TO BE DONE >> Your task is to transcribe all the entries exactly, excluding pictures.

══ SOURCE MATERIAL ══

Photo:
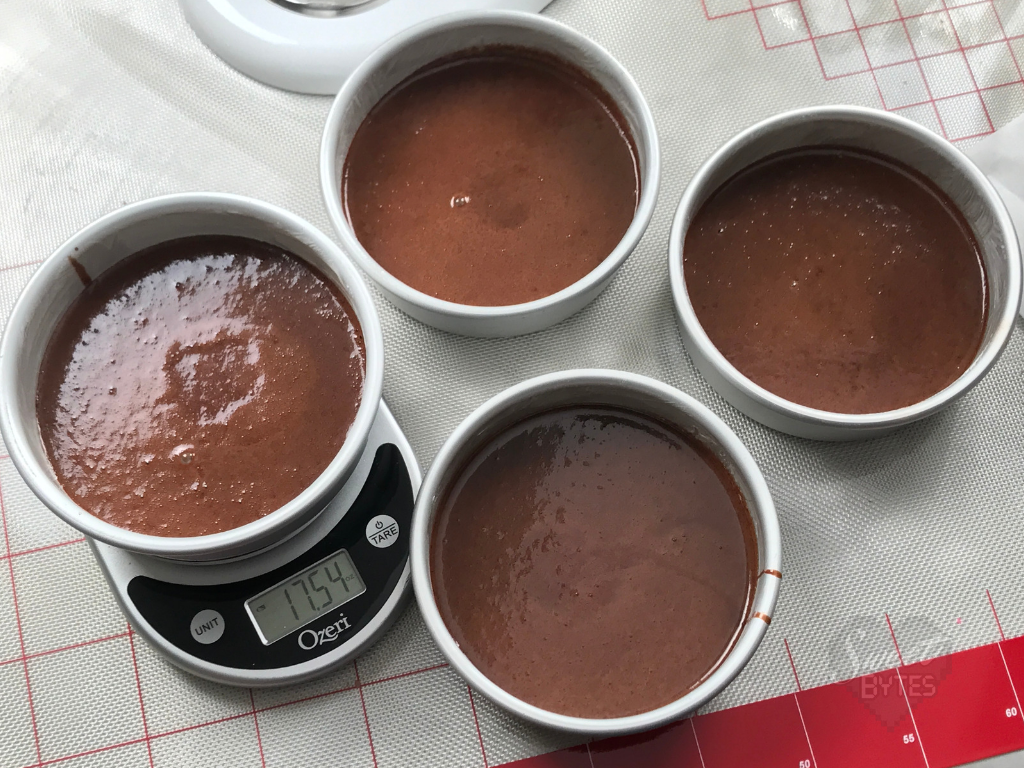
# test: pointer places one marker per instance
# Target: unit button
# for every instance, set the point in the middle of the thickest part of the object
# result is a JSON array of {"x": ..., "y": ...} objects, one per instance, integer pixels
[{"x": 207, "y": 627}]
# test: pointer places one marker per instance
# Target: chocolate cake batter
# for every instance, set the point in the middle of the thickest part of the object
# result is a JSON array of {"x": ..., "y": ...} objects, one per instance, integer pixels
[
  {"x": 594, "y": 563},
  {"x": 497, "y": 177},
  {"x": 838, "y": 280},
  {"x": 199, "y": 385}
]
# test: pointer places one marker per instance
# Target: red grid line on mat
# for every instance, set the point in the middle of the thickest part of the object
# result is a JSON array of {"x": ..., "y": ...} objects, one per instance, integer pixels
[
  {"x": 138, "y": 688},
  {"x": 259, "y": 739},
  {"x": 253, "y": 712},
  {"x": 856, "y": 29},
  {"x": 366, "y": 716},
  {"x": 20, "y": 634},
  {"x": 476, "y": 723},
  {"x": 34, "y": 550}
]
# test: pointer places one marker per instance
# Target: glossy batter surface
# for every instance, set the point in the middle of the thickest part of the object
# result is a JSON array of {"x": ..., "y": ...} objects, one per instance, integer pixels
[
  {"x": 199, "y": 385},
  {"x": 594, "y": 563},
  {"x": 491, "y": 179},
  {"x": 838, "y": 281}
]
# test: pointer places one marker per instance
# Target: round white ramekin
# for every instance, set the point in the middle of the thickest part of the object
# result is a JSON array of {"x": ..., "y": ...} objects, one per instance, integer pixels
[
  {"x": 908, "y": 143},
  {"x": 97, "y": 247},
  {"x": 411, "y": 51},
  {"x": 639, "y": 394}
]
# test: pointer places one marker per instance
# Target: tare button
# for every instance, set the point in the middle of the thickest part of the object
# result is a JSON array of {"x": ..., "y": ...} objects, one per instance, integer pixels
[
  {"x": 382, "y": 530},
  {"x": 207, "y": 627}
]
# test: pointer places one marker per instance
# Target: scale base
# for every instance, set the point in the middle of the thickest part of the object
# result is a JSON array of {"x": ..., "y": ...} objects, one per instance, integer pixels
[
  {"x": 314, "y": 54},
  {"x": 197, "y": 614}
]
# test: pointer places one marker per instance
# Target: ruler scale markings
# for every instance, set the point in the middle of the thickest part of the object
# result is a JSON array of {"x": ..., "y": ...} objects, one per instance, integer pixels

═══

PROBLEM SOLUTION >>
Photo:
# test: pointer places one marker per instance
# Target: unit button
# for every instance, set the point in the middle of the thickest part of the object
# result is a JSON array of {"x": ..., "y": ...} objects, one per instance, integer pixels
[{"x": 207, "y": 627}]
# test: pointer places one marker per instance
# Target: chocolate cake batter
# for every instance, set the point in the middle of the thickest part of the object
# result is a JSON array of {"x": ..., "y": ...} objects, one per instance, integer pixels
[
  {"x": 594, "y": 563},
  {"x": 497, "y": 177},
  {"x": 838, "y": 280},
  {"x": 199, "y": 385}
]
# test: pointer places one marker per instance
# Target: red grid line on mat
# for every instance, set the point in the middle of the thickest part of the object
# result is a JSON array of {"x": ..., "y": ...} objects, one per instance, integer pixels
[
  {"x": 138, "y": 688},
  {"x": 259, "y": 739},
  {"x": 253, "y": 712},
  {"x": 856, "y": 29},
  {"x": 366, "y": 716},
  {"x": 20, "y": 634},
  {"x": 476, "y": 723},
  {"x": 34, "y": 550}
]
# test: pointer places one marker per instance
# Target: glossy batter surface
# for every instance, set the point in the middle of the thickest part of the object
# result is a JSON array of {"x": ..., "y": ...} objects, one per instance, integer pixels
[
  {"x": 199, "y": 385},
  {"x": 594, "y": 563},
  {"x": 491, "y": 179},
  {"x": 838, "y": 281}
]
# test: pointer places one marker per instance
# Target: round white ramekin
# for every instance, set the point in the middle of the thickest part of the object
# result is a JSON array of {"x": ..., "y": ...} objects, one per instance, integer pixels
[
  {"x": 908, "y": 143},
  {"x": 97, "y": 247},
  {"x": 411, "y": 51},
  {"x": 639, "y": 394}
]
# test: pointer places one marker per instance
# Target: tare button
# for every instance, set the point in the middle of the thickest part of the object
# result is a JSON array of {"x": ..., "y": ...} objects, one per instance, integer pixels
[
  {"x": 382, "y": 530},
  {"x": 207, "y": 627}
]
# test: pointer places one marker per instance
# Target: scale base
# for every instance, set the point in the middle of the thickest part of the object
# result is a JSON array of {"x": ..., "y": ...} objects, one per instance, integer pixels
[
  {"x": 314, "y": 54},
  {"x": 197, "y": 614}
]
# test: pointer places one marker per instance
# Target: ruler scale markings
# for every instance, set the point in the middle of the thickest part of the object
# result is a JSON array of {"x": ..., "y": ...} objects, one per instance, integer pixels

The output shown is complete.